Find every line in the lines below that contains the word "window" and copy each one out. Case counts.

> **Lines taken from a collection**
=======
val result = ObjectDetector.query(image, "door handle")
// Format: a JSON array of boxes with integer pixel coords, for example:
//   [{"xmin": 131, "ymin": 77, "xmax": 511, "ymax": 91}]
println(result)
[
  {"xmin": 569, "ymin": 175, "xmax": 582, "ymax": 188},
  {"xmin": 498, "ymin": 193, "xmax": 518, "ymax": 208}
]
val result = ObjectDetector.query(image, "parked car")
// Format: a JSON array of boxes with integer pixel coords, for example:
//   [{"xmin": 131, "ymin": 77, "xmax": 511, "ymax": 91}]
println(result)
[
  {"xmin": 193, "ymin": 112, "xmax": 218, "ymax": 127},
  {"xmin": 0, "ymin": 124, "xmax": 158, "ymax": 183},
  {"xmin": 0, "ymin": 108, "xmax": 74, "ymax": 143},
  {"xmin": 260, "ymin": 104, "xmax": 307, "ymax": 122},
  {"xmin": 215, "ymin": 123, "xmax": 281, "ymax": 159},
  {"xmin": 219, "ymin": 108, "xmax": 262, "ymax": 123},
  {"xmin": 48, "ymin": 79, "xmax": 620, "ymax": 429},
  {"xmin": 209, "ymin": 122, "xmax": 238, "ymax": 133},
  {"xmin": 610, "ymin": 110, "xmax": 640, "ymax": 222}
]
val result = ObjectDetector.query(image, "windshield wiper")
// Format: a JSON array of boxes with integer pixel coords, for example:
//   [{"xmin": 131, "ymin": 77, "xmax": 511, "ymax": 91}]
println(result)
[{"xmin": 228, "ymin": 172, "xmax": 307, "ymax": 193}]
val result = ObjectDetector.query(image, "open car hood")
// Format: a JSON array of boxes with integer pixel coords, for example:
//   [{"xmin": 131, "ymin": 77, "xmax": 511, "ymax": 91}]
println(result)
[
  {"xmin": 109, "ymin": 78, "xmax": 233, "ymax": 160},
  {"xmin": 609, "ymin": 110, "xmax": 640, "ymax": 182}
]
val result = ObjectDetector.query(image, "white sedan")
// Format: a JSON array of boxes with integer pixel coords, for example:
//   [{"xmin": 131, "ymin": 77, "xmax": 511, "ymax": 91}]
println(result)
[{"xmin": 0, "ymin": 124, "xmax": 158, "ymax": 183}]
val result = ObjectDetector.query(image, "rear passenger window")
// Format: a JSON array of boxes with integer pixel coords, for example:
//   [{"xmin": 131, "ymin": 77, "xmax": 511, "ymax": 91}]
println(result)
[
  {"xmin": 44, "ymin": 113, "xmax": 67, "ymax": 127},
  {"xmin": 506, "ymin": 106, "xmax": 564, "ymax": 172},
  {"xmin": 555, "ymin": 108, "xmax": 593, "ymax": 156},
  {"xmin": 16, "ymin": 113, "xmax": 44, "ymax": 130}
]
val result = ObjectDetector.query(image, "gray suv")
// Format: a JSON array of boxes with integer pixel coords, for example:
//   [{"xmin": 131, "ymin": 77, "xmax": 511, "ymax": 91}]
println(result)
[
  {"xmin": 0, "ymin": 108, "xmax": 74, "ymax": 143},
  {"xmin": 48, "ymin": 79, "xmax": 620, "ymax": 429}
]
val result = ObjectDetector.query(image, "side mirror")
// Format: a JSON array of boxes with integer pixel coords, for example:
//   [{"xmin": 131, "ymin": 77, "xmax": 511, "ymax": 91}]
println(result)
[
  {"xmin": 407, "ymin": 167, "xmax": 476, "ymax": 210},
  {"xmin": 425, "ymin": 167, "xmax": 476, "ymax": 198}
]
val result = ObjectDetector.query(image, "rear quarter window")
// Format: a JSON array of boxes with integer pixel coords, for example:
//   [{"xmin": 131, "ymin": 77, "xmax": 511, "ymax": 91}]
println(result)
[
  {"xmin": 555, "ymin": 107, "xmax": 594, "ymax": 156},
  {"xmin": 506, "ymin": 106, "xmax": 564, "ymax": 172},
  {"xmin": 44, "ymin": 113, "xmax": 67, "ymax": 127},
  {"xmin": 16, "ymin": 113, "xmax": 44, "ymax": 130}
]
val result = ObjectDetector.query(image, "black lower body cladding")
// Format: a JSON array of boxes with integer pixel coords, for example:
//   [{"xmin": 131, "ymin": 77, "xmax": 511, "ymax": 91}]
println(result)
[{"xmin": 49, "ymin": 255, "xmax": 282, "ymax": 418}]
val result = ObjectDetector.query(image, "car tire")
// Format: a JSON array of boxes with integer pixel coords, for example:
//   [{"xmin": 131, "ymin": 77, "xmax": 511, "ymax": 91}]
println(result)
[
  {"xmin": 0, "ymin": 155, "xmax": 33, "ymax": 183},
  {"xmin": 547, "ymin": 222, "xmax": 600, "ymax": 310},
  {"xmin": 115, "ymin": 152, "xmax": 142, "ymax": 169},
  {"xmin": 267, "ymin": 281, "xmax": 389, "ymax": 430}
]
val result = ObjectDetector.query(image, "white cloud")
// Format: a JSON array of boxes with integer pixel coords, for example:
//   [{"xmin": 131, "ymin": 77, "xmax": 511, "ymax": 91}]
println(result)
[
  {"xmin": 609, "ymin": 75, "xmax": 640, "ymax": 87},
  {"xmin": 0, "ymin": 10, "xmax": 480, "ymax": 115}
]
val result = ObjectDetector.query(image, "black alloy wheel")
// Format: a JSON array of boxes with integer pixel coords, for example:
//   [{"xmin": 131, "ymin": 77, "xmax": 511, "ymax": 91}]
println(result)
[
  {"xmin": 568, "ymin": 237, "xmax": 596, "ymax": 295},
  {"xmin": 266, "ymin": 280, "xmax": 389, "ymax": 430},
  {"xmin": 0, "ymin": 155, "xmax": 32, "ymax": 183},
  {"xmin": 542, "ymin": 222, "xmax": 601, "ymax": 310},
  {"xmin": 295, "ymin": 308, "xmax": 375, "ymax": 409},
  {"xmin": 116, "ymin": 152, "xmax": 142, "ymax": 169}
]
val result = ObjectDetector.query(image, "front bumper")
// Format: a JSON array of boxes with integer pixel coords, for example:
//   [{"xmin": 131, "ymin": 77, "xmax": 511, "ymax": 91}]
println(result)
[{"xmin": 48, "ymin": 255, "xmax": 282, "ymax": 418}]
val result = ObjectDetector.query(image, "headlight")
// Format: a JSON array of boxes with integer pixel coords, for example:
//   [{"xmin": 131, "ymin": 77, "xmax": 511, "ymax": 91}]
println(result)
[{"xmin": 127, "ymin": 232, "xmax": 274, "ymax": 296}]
=======
> **Written response**
val result = ObjectDetector.query(image, "rear passenger window")
val result = ObjectDetector.query(image, "rear quarter window")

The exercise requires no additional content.